> [TEXT EXCERPT]
Draft of February 16, 2006

 

DPL INC.

SUPPLEMENTAL EXECUTIVE DEFINED CONTRIBUTION RETIREMENT PLAN

EFFECTIVE JANUARY 1, 2006

 

DPL Inc. hereby adopts the DPL Inc. Supplemental Executive Defined Contribution Retirement Plan on the terms and conditions described hereunder, effective as of January 1, 2006.

 

ARTICLE I - PREFACE

 

Section 1.1.                                Effective Date.  The effective date of the Plan is January 1, 2006.

 

Section 1.2.                                Purpose of the Plan.  The purpose of this Plan is to provide additional retirement benefits beyond the dollar limitation on Compensation imposed under Section 401(a)(17) of the Internal Revenue Code of 1986, as amended (the “Code”).

 

Section 1.3.                                Section 409A of the Code.  It is intended that the Plan (including all amendments thereto) comply with the provisions of Section 409A of the Code, so as to prevent the inclusion in gross income of any retirement benefit accrued hereunder in a taxable year that is prior to the taxable year or years in which such amount would otherwise be actually distributed or made available to the Participants.  It is intended that the Plan shall be administered in a manner that will comply with Section 409A of the Code, including proposed, temporary or final regulations or any other guidance issued by the Secretary of the Treasury and the Internal Revenue Service with respect thereto (collectively, the “409A Guidance”).  Any Plan provisions that would cause the Plan to fail to satisfy Section 409A of the Code shall have no force and effect unless and until amended to comply with Section 409A of the Code (which amendment may be retroactive to the extent permitted by the 409A Guidance).

(Records from a point labeling set)
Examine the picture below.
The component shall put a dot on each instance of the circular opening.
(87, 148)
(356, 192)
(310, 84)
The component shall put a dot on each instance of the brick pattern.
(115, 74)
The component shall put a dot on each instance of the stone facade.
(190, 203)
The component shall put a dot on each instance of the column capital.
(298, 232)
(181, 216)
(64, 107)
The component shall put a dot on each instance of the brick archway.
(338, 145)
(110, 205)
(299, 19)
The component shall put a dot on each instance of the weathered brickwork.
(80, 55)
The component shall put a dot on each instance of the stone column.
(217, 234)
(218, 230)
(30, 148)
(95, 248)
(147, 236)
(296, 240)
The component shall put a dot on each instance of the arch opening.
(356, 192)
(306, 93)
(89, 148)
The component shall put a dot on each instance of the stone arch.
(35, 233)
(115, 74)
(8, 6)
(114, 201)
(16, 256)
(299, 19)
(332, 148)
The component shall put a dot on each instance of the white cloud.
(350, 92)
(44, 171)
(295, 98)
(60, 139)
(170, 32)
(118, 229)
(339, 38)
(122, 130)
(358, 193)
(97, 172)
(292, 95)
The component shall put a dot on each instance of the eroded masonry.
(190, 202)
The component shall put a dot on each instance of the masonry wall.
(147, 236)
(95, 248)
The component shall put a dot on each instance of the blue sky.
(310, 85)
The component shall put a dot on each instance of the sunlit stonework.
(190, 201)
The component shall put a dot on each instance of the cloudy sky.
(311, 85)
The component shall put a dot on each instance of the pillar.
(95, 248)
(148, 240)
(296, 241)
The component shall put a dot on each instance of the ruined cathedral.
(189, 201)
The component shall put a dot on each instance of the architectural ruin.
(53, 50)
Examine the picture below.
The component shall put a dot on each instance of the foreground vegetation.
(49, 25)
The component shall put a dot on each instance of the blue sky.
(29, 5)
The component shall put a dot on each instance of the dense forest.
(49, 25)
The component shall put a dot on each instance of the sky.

> [DIRECTIVE] Copy the plan document starting at "DPL Inc. hereby" and ending at "of January 1, 2006.", swapping "adopts" for "establishes". Rely only on the plan document for what follows.

> [THE OUTPUT]
DPL Inc. hereby establishes the DPL Inc. Supplemental Executive Defined Contribution Retirement Plan on the terms and conditions described hereunder, effective as of January 1, 2006.